[start TEXT EXCERPT]

PyCSEP provides routines to evaluate both gridded and catalog-based earthquake forecasts. This page explains how to use the forecast evaluation routines and also how to build “mock” forecast and catalog classes to accommodate different custom forecasts and catalogs.

Gridded-forecast evaluations

Grid-based earthquake forecasts assume earthquakes occur in discrete space-time-magnitude bins and their rate-of- occurrence can be defined using a single number in each magnitude bin. Each space-time-magnitude bin is assumed to be an independent Poisson random variable. Therefore, we use likelihood-based evaluation metrics to compare these forecasts against observations.

PyCSEP provides two groups of evaluation metrics for grid-based earthquake forecasts. The first are known as consistency tests and they verify whether a forecast in consistent with an observation. The second are comparative tests that can be used to compare the performance of two (or more) competing forecasts. PyCSEP implements the following evaluation routines for grid-based forecasts. These functions are intended to work with GriddedForecasts and CSEPCatalogs`. Visit the catalogs reference and the forecasts reference to learn more about to import your forecasts and catalogs into PyCSEP.


Grid-based forecast evaluations act directly on the forecasts and catalogs as they are supplied to the function. Any filtering of catalogs and/or scaling of forecasts must be done before calling the function. This must be done before evaluating the forecast and should be done consistently between all forecasts that are being compared.

See the example for gridded forecast evaluation for an end-to-end walkthrough on how to evaluate a gridded earthquake forecast.

Consistency tests

number_test(gridded_forecast, observed_catalog)

Computes "N-Test" on a gridded forecast.

magnitude_test(gridded_forecast, ...[, ...])

Performs the Magnitude Test on a Gridded Forecast using an observed catalog.

spatial_test(gridded_forecast, observed_catalog)

Performs the Spatial Test on the Forecast using the Observed Catalogs.

likelihood_test(gridded_forecast, ...[, ...])

Performs the likelihood test on Gridded Forecast using an Observed Catalog.

conditional_likelihood_test(...[, ...])

Performs the conditional likelihood test on Gridded Forecast using an Observed Catalog.

Comparative tests

paired_t_test(forecast, benchmark_forecast, ...)

Computes the t-test for gridded earthquake forecasts.

[end TEXT EXCERPT]

YOUR TASKS:
A: In the PyCSEP evaluation text, what is each space-time-magnitude bin assumed to be?
B: From the PyCSEP evaluation text, repeat the passage between "Performs the likelihood" and "forecast, ...)", inclusive.

[start DATA EXTRACT]

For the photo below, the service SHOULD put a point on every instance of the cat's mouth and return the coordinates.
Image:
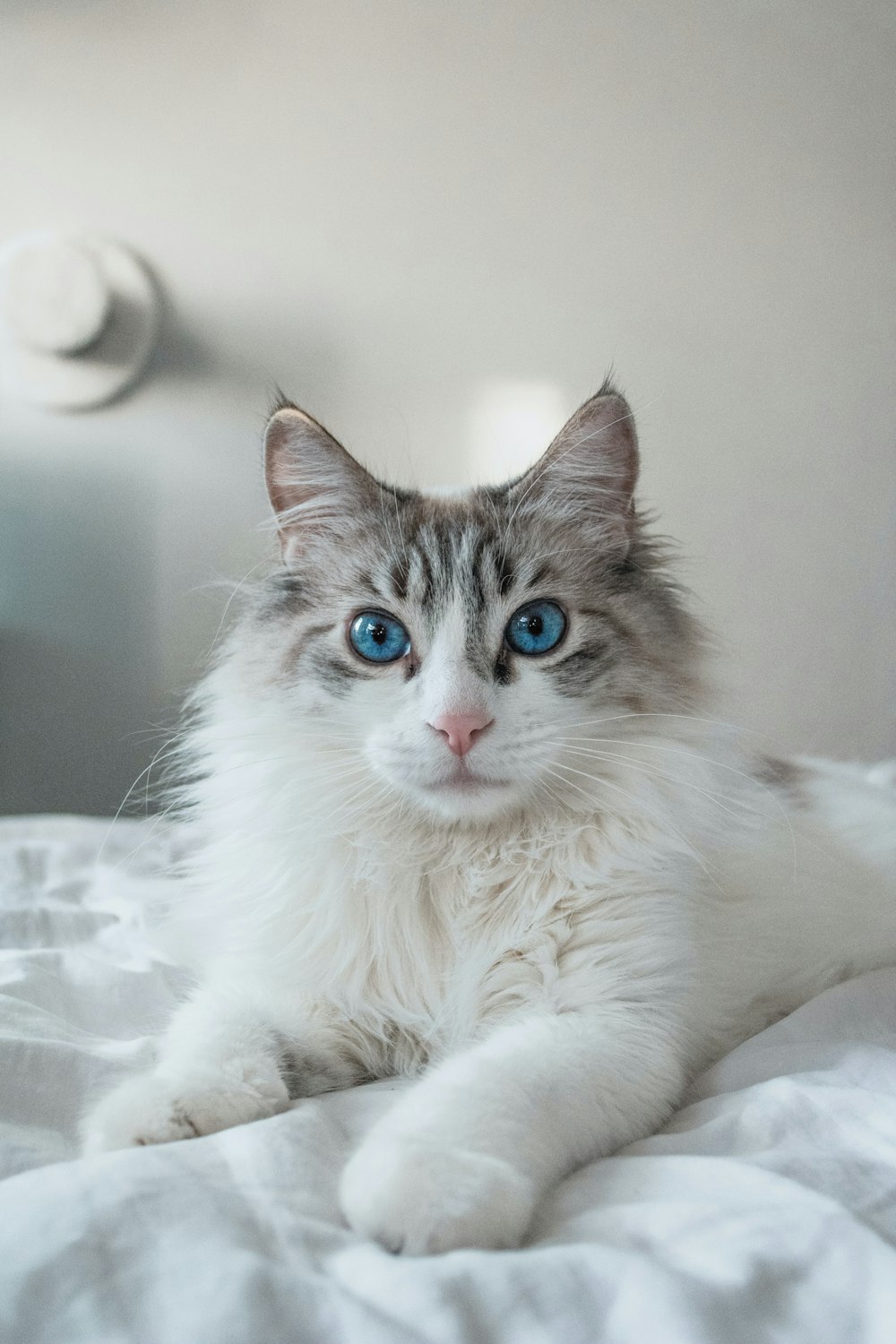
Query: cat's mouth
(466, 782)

[end DATA EXTRACT]
[start DATA EXTRACT]

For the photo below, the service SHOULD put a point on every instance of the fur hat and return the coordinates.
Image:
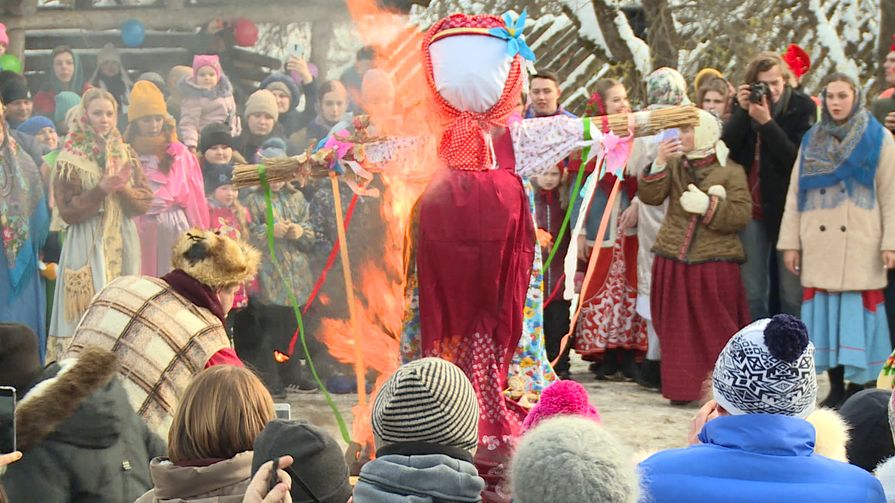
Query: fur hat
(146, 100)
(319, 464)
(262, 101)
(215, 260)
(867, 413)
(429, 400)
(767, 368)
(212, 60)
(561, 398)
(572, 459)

[end DATA EXTRACT]
[start DATA EXTRACT]

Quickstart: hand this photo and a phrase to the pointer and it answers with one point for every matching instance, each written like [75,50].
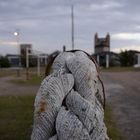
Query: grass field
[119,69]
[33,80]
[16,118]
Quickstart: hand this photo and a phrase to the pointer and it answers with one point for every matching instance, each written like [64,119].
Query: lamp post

[end DATA EXTRACT]

TASK RESPONSES:
A: An independent Poisson random variable.

B:
Performs the likelihood test on Gridded Forecast using an Observed Catalog.

conditional_likelihood_test(...[, ...])

Performs the conditional likelihood test on Gridded Forecast using an Observed Catalog.

Comparative tests

paired_t_test(forecast, benchmark_forecast, ...)